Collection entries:
########################################

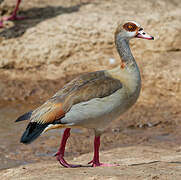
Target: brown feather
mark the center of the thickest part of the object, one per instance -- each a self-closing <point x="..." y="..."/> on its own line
<point x="85" y="87"/>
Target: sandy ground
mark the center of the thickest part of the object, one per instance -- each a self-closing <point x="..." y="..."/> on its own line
<point x="61" y="39"/>
<point x="134" y="163"/>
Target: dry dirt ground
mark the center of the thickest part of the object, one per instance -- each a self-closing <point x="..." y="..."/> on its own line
<point x="61" y="39"/>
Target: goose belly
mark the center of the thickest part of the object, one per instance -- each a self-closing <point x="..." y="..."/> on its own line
<point x="98" y="112"/>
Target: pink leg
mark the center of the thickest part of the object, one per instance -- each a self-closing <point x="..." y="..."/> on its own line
<point x="95" y="162"/>
<point x="13" y="16"/>
<point x="60" y="153"/>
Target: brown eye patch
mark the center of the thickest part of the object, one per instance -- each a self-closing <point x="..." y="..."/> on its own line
<point x="130" y="27"/>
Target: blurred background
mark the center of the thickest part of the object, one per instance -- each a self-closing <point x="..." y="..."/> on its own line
<point x="59" y="40"/>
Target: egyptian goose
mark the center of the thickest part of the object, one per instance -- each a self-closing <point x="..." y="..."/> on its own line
<point x="91" y="100"/>
<point x="13" y="16"/>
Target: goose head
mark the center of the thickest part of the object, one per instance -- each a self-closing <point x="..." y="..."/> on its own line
<point x="131" y="29"/>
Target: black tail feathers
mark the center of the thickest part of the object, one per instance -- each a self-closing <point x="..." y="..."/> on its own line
<point x="25" y="116"/>
<point x="32" y="131"/>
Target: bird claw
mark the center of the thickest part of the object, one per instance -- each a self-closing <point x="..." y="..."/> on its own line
<point x="13" y="18"/>
<point x="64" y="163"/>
<point x="98" y="164"/>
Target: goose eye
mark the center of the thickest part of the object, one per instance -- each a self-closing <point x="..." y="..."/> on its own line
<point x="130" y="27"/>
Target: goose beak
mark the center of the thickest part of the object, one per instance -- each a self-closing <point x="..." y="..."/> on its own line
<point x="143" y="35"/>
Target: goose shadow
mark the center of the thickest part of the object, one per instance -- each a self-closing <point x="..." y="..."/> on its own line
<point x="36" y="15"/>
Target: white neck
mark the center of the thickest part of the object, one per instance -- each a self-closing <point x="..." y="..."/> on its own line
<point x="129" y="73"/>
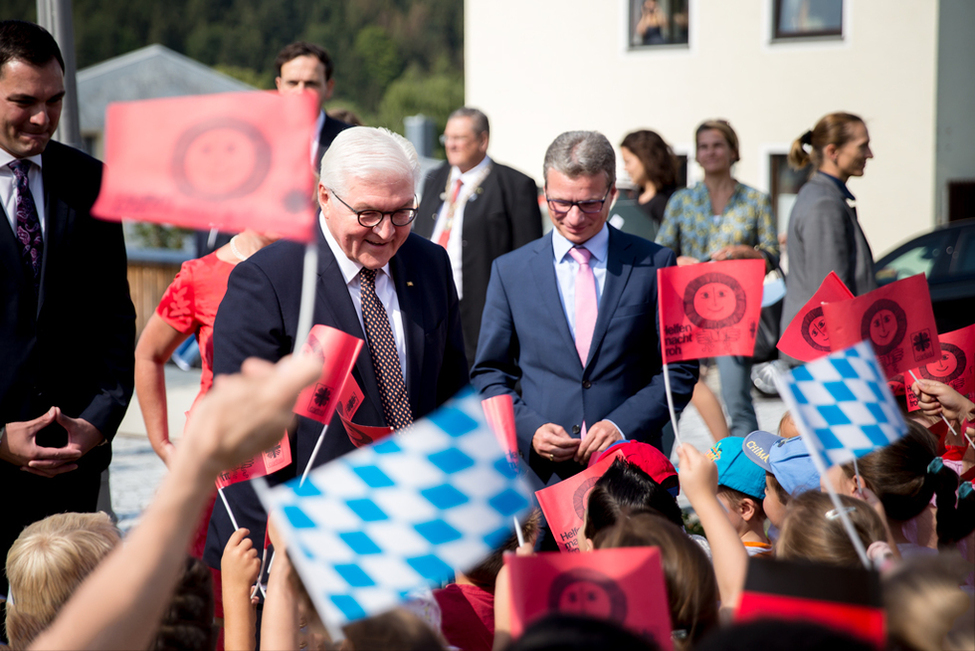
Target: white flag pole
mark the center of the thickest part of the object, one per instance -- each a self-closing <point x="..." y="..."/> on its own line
<point x="226" y="505"/>
<point x="308" y="286"/>
<point x="670" y="395"/>
<point x="814" y="454"/>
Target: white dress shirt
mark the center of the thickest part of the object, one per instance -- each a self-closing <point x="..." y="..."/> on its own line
<point x="385" y="291"/>
<point x="455" y="245"/>
<point x="8" y="189"/>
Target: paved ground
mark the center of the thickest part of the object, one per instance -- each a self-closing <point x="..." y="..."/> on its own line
<point x="136" y="471"/>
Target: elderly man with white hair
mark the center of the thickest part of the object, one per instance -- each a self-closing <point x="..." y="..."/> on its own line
<point x="376" y="280"/>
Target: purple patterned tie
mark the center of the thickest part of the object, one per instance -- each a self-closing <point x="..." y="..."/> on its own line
<point x="382" y="348"/>
<point x="28" y="225"/>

########################################

_REQUIRED WORK_
Rewrite everything from the line containing "Target: elderly man with white hair" down to the end of the items, requests included, multiplying every x and y coordinate in the answers by 2.45. Round each result to a whole number, rounding halves up.

_FINISHED ANSWER_
Target: elderly man with white hair
mark the center of the thickest part of the object, one per instance -- each a self-closing <point x="..." y="..."/> on its own line
<point x="921" y="686"/>
Target: purple patterned tie
mark the center of the thickest part of the object, one per instance -- each a self-closing <point x="..." y="..."/> on its own line
<point x="936" y="853"/>
<point x="69" y="551"/>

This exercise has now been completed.